◆ **Required action**:
Check the listing below line by line and report how many lines hold "sample", with no other words.

--- START ---

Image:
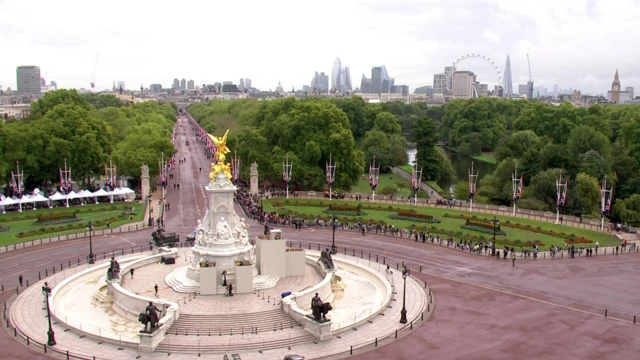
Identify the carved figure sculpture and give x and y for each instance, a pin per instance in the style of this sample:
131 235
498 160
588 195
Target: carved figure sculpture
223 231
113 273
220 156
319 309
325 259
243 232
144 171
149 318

--- END ---
--- START ---

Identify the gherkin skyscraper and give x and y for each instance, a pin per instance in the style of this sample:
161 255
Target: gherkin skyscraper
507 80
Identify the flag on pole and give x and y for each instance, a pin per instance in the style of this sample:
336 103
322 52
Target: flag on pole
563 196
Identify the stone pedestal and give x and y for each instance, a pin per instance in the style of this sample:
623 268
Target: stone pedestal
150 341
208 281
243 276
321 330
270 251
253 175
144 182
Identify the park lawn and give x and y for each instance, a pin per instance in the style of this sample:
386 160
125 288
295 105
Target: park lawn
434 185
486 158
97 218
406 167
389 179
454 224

--- END ---

◆ **Response to this exercise**:
5